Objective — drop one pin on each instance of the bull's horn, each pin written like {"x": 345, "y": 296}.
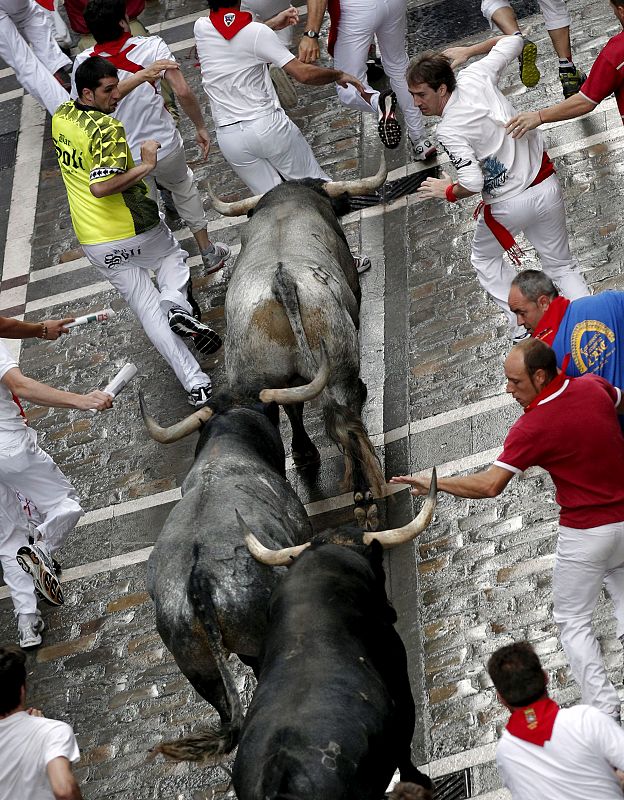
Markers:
{"x": 178, "y": 431}
{"x": 274, "y": 558}
{"x": 238, "y": 209}
{"x": 410, "y": 531}
{"x": 363, "y": 186}
{"x": 301, "y": 394}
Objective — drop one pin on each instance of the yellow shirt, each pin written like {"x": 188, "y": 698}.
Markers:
{"x": 91, "y": 147}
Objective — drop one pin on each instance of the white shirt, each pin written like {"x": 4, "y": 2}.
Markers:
{"x": 11, "y": 419}
{"x": 576, "y": 764}
{"x": 27, "y": 745}
{"x": 235, "y": 75}
{"x": 472, "y": 130}
{"x": 142, "y": 112}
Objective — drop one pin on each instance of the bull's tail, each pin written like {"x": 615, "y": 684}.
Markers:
{"x": 207, "y": 743}
{"x": 362, "y": 465}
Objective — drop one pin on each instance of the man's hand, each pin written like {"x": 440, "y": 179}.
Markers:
{"x": 523, "y": 123}
{"x": 202, "y": 137}
{"x": 94, "y": 400}
{"x": 148, "y": 152}
{"x": 56, "y": 327}
{"x": 435, "y": 187}
{"x": 420, "y": 486}
{"x": 309, "y": 50}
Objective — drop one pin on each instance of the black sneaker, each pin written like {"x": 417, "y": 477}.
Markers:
{"x": 199, "y": 396}
{"x": 388, "y": 127}
{"x": 205, "y": 340}
{"x": 571, "y": 81}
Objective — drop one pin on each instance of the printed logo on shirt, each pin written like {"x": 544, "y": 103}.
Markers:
{"x": 592, "y": 345}
{"x": 494, "y": 174}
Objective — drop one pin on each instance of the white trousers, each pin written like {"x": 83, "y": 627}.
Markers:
{"x": 173, "y": 173}
{"x": 585, "y": 560}
{"x": 126, "y": 265}
{"x": 555, "y": 12}
{"x": 360, "y": 21}
{"x": 23, "y": 21}
{"x": 539, "y": 213}
{"x": 263, "y": 152}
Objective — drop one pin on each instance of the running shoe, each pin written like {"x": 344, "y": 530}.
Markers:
{"x": 214, "y": 260}
{"x": 571, "y": 81}
{"x": 205, "y": 340}
{"x": 34, "y": 560}
{"x": 199, "y": 396}
{"x": 529, "y": 73}
{"x": 29, "y": 627}
{"x": 388, "y": 126}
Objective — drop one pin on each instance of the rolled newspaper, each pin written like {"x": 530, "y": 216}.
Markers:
{"x": 119, "y": 382}
{"x": 98, "y": 316}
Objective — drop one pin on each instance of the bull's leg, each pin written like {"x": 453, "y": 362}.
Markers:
{"x": 304, "y": 452}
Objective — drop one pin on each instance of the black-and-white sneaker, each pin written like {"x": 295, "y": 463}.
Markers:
{"x": 205, "y": 340}
{"x": 388, "y": 126}
{"x": 34, "y": 560}
{"x": 199, "y": 396}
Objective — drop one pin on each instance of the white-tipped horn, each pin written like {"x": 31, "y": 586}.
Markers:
{"x": 397, "y": 536}
{"x": 301, "y": 394}
{"x": 363, "y": 186}
{"x": 236, "y": 209}
{"x": 273, "y": 558}
{"x": 174, "y": 432}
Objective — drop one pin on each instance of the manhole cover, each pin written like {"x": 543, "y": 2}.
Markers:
{"x": 8, "y": 145}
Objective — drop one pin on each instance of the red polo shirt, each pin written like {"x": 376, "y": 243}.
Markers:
{"x": 574, "y": 434}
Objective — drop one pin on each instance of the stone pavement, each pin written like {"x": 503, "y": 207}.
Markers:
{"x": 432, "y": 359}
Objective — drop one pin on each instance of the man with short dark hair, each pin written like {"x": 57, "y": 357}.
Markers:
{"x": 37, "y": 753}
{"x": 516, "y": 179}
{"x": 119, "y": 226}
{"x": 547, "y": 752}
{"x": 570, "y": 428}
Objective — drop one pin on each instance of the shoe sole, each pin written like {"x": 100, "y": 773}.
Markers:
{"x": 45, "y": 581}
{"x": 529, "y": 73}
{"x": 388, "y": 128}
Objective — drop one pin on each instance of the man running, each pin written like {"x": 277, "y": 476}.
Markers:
{"x": 519, "y": 188}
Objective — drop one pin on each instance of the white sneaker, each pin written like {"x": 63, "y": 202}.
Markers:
{"x": 30, "y": 627}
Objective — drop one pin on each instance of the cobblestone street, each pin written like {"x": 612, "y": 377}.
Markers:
{"x": 432, "y": 351}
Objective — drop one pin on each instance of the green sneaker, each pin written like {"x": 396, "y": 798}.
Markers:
{"x": 529, "y": 73}
{"x": 571, "y": 81}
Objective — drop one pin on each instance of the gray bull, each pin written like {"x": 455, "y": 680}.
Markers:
{"x": 294, "y": 283}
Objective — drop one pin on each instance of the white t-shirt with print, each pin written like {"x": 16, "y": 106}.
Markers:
{"x": 142, "y": 112}
{"x": 235, "y": 73}
{"x": 472, "y": 130}
{"x": 27, "y": 745}
{"x": 11, "y": 420}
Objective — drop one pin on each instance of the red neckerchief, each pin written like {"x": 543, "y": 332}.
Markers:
{"x": 552, "y": 387}
{"x": 534, "y": 723}
{"x": 549, "y": 324}
{"x": 499, "y": 231}
{"x": 333, "y": 7}
{"x": 229, "y": 21}
{"x": 116, "y": 54}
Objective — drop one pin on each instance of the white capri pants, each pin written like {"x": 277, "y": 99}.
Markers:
{"x": 539, "y": 213}
{"x": 23, "y": 21}
{"x": 126, "y": 264}
{"x": 555, "y": 12}
{"x": 360, "y": 21}
{"x": 587, "y": 558}
{"x": 14, "y": 533}
{"x": 173, "y": 173}
{"x": 265, "y": 151}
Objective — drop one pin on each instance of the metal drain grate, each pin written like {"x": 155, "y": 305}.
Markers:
{"x": 8, "y": 146}
{"x": 455, "y": 786}
{"x": 392, "y": 190}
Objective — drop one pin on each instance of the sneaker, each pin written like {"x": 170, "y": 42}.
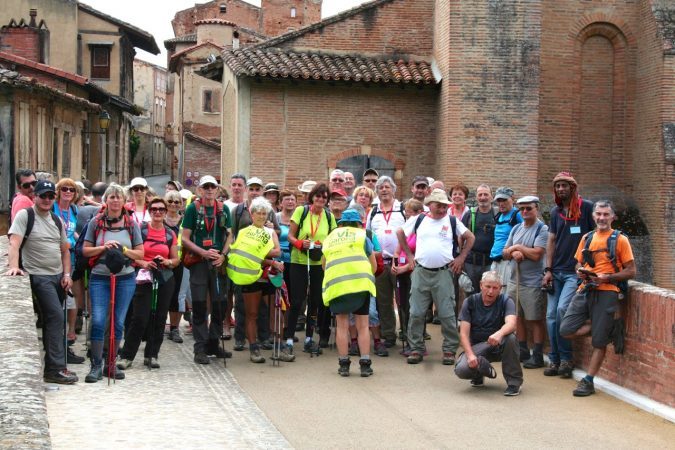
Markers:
{"x": 477, "y": 382}
{"x": 566, "y": 368}
{"x": 366, "y": 370}
{"x": 381, "y": 349}
{"x": 174, "y": 335}
{"x": 64, "y": 376}
{"x": 512, "y": 390}
{"x": 343, "y": 370}
{"x": 535, "y": 362}
{"x": 73, "y": 358}
{"x": 448, "y": 358}
{"x": 201, "y": 358}
{"x": 415, "y": 358}
{"x": 552, "y": 370}
{"x": 124, "y": 364}
{"x": 584, "y": 388}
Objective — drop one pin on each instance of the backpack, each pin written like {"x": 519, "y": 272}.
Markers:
{"x": 29, "y": 227}
{"x": 453, "y": 225}
{"x": 611, "y": 249}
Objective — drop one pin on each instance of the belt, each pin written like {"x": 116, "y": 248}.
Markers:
{"x": 437, "y": 269}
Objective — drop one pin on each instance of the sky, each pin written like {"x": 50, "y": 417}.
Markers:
{"x": 154, "y": 16}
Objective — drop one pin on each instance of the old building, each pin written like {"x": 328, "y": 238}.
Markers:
{"x": 501, "y": 92}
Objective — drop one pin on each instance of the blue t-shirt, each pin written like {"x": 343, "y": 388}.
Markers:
{"x": 503, "y": 228}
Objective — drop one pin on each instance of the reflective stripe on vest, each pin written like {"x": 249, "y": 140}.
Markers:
{"x": 348, "y": 269}
{"x": 244, "y": 264}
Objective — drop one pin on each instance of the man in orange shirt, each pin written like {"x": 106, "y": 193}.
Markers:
{"x": 592, "y": 308}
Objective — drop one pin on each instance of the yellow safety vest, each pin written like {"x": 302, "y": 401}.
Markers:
{"x": 244, "y": 263}
{"x": 348, "y": 270}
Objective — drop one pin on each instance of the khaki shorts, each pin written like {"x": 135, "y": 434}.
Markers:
{"x": 532, "y": 302}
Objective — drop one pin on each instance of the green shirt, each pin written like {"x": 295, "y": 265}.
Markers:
{"x": 204, "y": 230}
{"x": 320, "y": 234}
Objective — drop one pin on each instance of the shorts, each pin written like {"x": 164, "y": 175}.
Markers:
{"x": 599, "y": 307}
{"x": 532, "y": 302}
{"x": 357, "y": 304}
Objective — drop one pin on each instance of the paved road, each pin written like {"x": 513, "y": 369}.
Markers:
{"x": 305, "y": 404}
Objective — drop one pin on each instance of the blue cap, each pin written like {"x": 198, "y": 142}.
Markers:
{"x": 350, "y": 215}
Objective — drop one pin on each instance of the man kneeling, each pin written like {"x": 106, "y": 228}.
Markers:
{"x": 487, "y": 334}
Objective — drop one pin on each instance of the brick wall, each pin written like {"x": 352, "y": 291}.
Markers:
{"x": 648, "y": 363}
{"x": 297, "y": 132}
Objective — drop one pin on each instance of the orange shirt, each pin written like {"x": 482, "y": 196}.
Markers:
{"x": 624, "y": 255}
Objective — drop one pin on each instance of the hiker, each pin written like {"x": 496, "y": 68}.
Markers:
{"x": 44, "y": 251}
{"x": 487, "y": 333}
{"x": 604, "y": 264}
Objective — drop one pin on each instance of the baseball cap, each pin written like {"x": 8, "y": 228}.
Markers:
{"x": 504, "y": 193}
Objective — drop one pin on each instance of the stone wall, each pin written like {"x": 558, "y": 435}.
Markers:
{"x": 23, "y": 412}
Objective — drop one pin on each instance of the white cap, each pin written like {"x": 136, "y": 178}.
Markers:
{"x": 138, "y": 181}
{"x": 206, "y": 179}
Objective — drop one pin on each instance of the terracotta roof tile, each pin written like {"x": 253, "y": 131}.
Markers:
{"x": 277, "y": 63}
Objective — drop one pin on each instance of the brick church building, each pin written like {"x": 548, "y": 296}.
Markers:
{"x": 504, "y": 92}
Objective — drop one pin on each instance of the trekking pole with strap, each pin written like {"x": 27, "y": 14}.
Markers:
{"x": 112, "y": 351}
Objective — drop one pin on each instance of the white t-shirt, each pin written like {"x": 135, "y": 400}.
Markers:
{"x": 434, "y": 240}
{"x": 385, "y": 226}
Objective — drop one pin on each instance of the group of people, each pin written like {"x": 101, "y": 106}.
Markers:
{"x": 349, "y": 259}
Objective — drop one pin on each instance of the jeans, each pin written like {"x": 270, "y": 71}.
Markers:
{"x": 99, "y": 291}
{"x": 564, "y": 288}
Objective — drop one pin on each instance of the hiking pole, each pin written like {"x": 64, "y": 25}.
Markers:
{"x": 111, "y": 344}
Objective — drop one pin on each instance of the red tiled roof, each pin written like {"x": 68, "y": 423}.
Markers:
{"x": 276, "y": 63}
{"x": 44, "y": 68}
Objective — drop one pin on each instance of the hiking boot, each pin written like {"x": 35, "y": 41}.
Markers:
{"x": 448, "y": 359}
{"x": 124, "y": 364}
{"x": 64, "y": 376}
{"x": 566, "y": 368}
{"x": 512, "y": 390}
{"x": 584, "y": 388}
{"x": 152, "y": 362}
{"x": 201, "y": 358}
{"x": 73, "y": 358}
{"x": 256, "y": 357}
{"x": 381, "y": 349}
{"x": 552, "y": 370}
{"x": 535, "y": 362}
{"x": 174, "y": 335}
{"x": 477, "y": 382}
{"x": 95, "y": 373}
{"x": 343, "y": 370}
{"x": 366, "y": 370}
{"x": 415, "y": 357}
{"x": 312, "y": 347}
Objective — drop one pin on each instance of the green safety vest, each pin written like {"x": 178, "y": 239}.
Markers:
{"x": 348, "y": 270}
{"x": 244, "y": 263}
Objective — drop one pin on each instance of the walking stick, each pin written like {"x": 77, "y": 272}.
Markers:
{"x": 112, "y": 351}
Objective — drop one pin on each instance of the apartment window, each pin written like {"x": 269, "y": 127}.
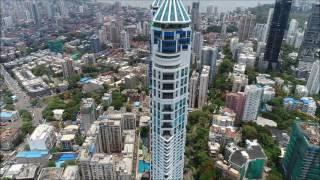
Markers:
{"x": 168, "y": 76}
{"x": 167, "y": 86}
{"x": 167, "y": 95}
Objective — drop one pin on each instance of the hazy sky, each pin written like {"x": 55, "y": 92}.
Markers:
{"x": 223, "y": 5}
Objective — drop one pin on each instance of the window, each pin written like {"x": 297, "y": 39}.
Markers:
{"x": 168, "y": 76}
{"x": 168, "y": 35}
{"x": 167, "y": 95}
{"x": 167, "y": 86}
{"x": 169, "y": 46}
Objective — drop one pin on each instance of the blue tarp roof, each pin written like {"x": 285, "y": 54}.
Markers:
{"x": 31, "y": 154}
{"x": 5, "y": 115}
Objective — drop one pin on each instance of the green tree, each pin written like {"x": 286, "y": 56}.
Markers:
{"x": 51, "y": 163}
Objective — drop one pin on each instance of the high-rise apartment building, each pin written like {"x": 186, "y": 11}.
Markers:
{"x": 276, "y": 32}
{"x": 266, "y": 32}
{"x": 87, "y": 113}
{"x": 67, "y": 68}
{"x": 195, "y": 16}
{"x": 235, "y": 101}
{"x": 111, "y": 136}
{"x": 171, "y": 52}
{"x": 115, "y": 34}
{"x": 313, "y": 83}
{"x": 302, "y": 157}
{"x": 293, "y": 26}
{"x": 196, "y": 48}
{"x": 311, "y": 41}
{"x": 203, "y": 86}
{"x": 95, "y": 45}
{"x": 246, "y": 26}
{"x": 124, "y": 40}
{"x": 209, "y": 57}
{"x": 253, "y": 95}
{"x": 193, "y": 90}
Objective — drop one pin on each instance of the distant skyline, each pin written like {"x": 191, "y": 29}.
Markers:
{"x": 223, "y": 6}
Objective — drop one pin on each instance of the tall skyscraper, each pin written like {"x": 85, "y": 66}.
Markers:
{"x": 311, "y": 41}
{"x": 171, "y": 52}
{"x": 253, "y": 95}
{"x": 124, "y": 40}
{"x": 67, "y": 68}
{"x": 203, "y": 86}
{"x": 193, "y": 90}
{"x": 87, "y": 113}
{"x": 195, "y": 15}
{"x": 246, "y": 26}
{"x": 95, "y": 45}
{"x": 111, "y": 136}
{"x": 115, "y": 34}
{"x": 277, "y": 28}
{"x": 196, "y": 48}
{"x": 36, "y": 15}
{"x": 209, "y": 57}
{"x": 235, "y": 101}
{"x": 313, "y": 83}
{"x": 266, "y": 32}
{"x": 292, "y": 27}
{"x": 302, "y": 157}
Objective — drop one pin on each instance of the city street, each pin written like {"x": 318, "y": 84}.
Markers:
{"x": 23, "y": 100}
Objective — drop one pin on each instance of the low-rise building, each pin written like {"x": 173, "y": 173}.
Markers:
{"x": 41, "y": 157}
{"x": 8, "y": 116}
{"x": 304, "y": 104}
{"x": 265, "y": 80}
{"x": 57, "y": 114}
{"x": 239, "y": 82}
{"x": 9, "y": 138}
{"x": 51, "y": 173}
{"x": 107, "y": 99}
{"x": 245, "y": 163}
{"x": 71, "y": 173}
{"x": 301, "y": 91}
{"x": 22, "y": 171}
{"x": 222, "y": 130}
{"x": 42, "y": 138}
{"x": 268, "y": 93}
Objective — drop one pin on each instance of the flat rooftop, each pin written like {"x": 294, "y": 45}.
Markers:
{"x": 311, "y": 131}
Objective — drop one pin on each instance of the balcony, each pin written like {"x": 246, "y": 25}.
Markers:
{"x": 166, "y": 125}
{"x": 168, "y": 76}
{"x": 167, "y": 95}
{"x": 167, "y": 108}
{"x": 167, "y": 117}
{"x": 168, "y": 86}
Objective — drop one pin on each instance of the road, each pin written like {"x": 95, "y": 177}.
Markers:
{"x": 23, "y": 100}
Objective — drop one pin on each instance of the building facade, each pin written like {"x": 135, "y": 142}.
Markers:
{"x": 203, "y": 86}
{"x": 311, "y": 40}
{"x": 42, "y": 138}
{"x": 253, "y": 95}
{"x": 313, "y": 83}
{"x": 302, "y": 157}
{"x": 276, "y": 32}
{"x": 193, "y": 89}
{"x": 171, "y": 52}
{"x": 87, "y": 113}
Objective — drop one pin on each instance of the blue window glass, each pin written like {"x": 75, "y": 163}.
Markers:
{"x": 184, "y": 47}
{"x": 169, "y": 46}
{"x": 188, "y": 33}
{"x": 168, "y": 35}
{"x": 184, "y": 41}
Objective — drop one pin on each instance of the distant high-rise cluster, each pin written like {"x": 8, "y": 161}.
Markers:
{"x": 311, "y": 40}
{"x": 276, "y": 33}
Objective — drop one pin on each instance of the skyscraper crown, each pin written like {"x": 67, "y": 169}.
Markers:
{"x": 171, "y": 12}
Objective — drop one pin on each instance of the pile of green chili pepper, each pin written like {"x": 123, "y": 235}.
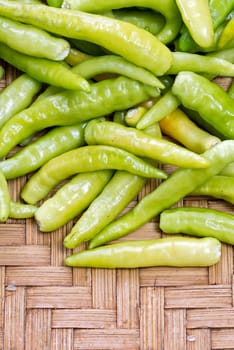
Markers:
{"x": 111, "y": 94}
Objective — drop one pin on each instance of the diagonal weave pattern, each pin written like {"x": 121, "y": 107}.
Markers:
{"x": 47, "y": 306}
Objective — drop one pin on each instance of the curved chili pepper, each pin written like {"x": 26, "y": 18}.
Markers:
{"x": 167, "y": 8}
{"x": 164, "y": 106}
{"x": 184, "y": 61}
{"x": 173, "y": 251}
{"x": 219, "y": 186}
{"x": 4, "y": 198}
{"x": 116, "y": 195}
{"x": 44, "y": 70}
{"x": 70, "y": 107}
{"x": 197, "y": 18}
{"x": 212, "y": 103}
{"x": 139, "y": 143}
{"x": 178, "y": 185}
{"x": 143, "y": 18}
{"x": 218, "y": 10}
{"x": 181, "y": 128}
{"x": 21, "y": 211}
{"x": 32, "y": 41}
{"x": 116, "y": 64}
{"x": 125, "y": 39}
{"x": 2, "y": 72}
{"x": 37, "y": 153}
{"x": 17, "y": 96}
{"x": 71, "y": 199}
{"x": 202, "y": 222}
{"x": 87, "y": 158}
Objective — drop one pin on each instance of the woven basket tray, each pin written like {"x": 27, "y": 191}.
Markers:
{"x": 47, "y": 306}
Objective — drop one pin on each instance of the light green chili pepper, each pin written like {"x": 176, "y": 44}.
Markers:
{"x": 116, "y": 195}
{"x": 164, "y": 106}
{"x": 177, "y": 186}
{"x": 71, "y": 199}
{"x": 47, "y": 146}
{"x": 44, "y": 70}
{"x": 71, "y": 107}
{"x": 173, "y": 251}
{"x": 125, "y": 39}
{"x": 4, "y": 198}
{"x": 17, "y": 96}
{"x": 21, "y": 211}
{"x": 115, "y": 64}
{"x": 202, "y": 222}
{"x": 219, "y": 186}
{"x": 139, "y": 143}
{"x": 32, "y": 41}
{"x": 83, "y": 159}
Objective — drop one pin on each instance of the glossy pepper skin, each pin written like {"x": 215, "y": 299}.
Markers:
{"x": 116, "y": 195}
{"x": 181, "y": 128}
{"x": 219, "y": 186}
{"x": 197, "y": 18}
{"x": 177, "y": 186}
{"x": 201, "y": 222}
{"x": 174, "y": 251}
{"x": 4, "y": 198}
{"x": 212, "y": 103}
{"x": 17, "y": 96}
{"x": 141, "y": 144}
{"x": 70, "y": 107}
{"x": 71, "y": 199}
{"x": 164, "y": 106}
{"x": 184, "y": 61}
{"x": 32, "y": 41}
{"x": 83, "y": 159}
{"x": 34, "y": 155}
{"x": 125, "y": 39}
{"x": 167, "y": 8}
{"x": 44, "y": 70}
{"x": 117, "y": 65}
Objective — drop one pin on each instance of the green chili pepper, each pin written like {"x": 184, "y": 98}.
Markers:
{"x": 32, "y": 41}
{"x": 2, "y": 72}
{"x": 70, "y": 107}
{"x": 231, "y": 90}
{"x": 202, "y": 222}
{"x": 167, "y": 8}
{"x": 197, "y": 18}
{"x": 212, "y": 103}
{"x": 219, "y": 186}
{"x": 143, "y": 145}
{"x": 225, "y": 54}
{"x": 21, "y": 211}
{"x": 219, "y": 10}
{"x": 164, "y": 106}
{"x": 47, "y": 146}
{"x": 179, "y": 184}
{"x": 116, "y": 195}
{"x": 228, "y": 170}
{"x": 71, "y": 199}
{"x": 181, "y": 128}
{"x": 125, "y": 39}
{"x": 115, "y": 64}
{"x": 4, "y": 198}
{"x": 44, "y": 70}
{"x": 17, "y": 96}
{"x": 146, "y": 19}
{"x": 183, "y": 61}
{"x": 174, "y": 251}
{"x": 87, "y": 158}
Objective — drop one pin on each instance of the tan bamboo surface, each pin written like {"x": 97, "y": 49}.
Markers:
{"x": 47, "y": 306}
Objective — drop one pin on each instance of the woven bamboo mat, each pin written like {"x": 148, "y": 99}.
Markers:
::::::
What is expected:
Reproduce, exactly and with nothing added, the lines from the one that includes "Objective — drop one pin on each instance of the light" through the last line of the material.

Response to the exercise:
Objective — drop one pin on each instance of the light green chili pepper, each pin written like {"x": 176, "y": 44}.
Markers:
{"x": 116, "y": 195}
{"x": 164, "y": 106}
{"x": 177, "y": 186}
{"x": 71, "y": 199}
{"x": 47, "y": 146}
{"x": 44, "y": 70}
{"x": 71, "y": 107}
{"x": 173, "y": 251}
{"x": 125, "y": 39}
{"x": 4, "y": 198}
{"x": 17, "y": 96}
{"x": 21, "y": 211}
{"x": 115, "y": 64}
{"x": 202, "y": 222}
{"x": 219, "y": 186}
{"x": 139, "y": 143}
{"x": 32, "y": 41}
{"x": 83, "y": 159}
Objective — drop one pin on each instance of the glossy pepper skin, each pin written like {"x": 215, "y": 299}.
Markers:
{"x": 116, "y": 195}
{"x": 181, "y": 128}
{"x": 219, "y": 186}
{"x": 197, "y": 18}
{"x": 177, "y": 186}
{"x": 201, "y": 222}
{"x": 174, "y": 251}
{"x": 4, "y": 198}
{"x": 212, "y": 103}
{"x": 17, "y": 96}
{"x": 141, "y": 144}
{"x": 70, "y": 107}
{"x": 71, "y": 199}
{"x": 164, "y": 106}
{"x": 184, "y": 61}
{"x": 32, "y": 41}
{"x": 83, "y": 159}
{"x": 34, "y": 155}
{"x": 125, "y": 39}
{"x": 167, "y": 8}
{"x": 44, "y": 70}
{"x": 117, "y": 65}
Objective — drop one pin on each instance of the green chili pepper, each pin written like {"x": 184, "y": 98}.
Markers:
{"x": 32, "y": 41}
{"x": 2, "y": 72}
{"x": 70, "y": 107}
{"x": 231, "y": 90}
{"x": 202, "y": 222}
{"x": 167, "y": 8}
{"x": 197, "y": 18}
{"x": 212, "y": 103}
{"x": 219, "y": 186}
{"x": 143, "y": 145}
{"x": 225, "y": 54}
{"x": 21, "y": 211}
{"x": 219, "y": 10}
{"x": 164, "y": 106}
{"x": 47, "y": 146}
{"x": 179, "y": 184}
{"x": 116, "y": 195}
{"x": 228, "y": 170}
{"x": 71, "y": 199}
{"x": 181, "y": 128}
{"x": 125, "y": 39}
{"x": 115, "y": 64}
{"x": 4, "y": 198}
{"x": 44, "y": 70}
{"x": 17, "y": 96}
{"x": 146, "y": 19}
{"x": 183, "y": 61}
{"x": 174, "y": 251}
{"x": 87, "y": 158}
Objective — drop one pin on each instance of the tan bamboo surface, each pin written like {"x": 97, "y": 49}.
Markers:
{"x": 47, "y": 306}
Objective — drop one pin on each instance of the woven bamboo mat, each pin written like {"x": 148, "y": 99}.
Markers:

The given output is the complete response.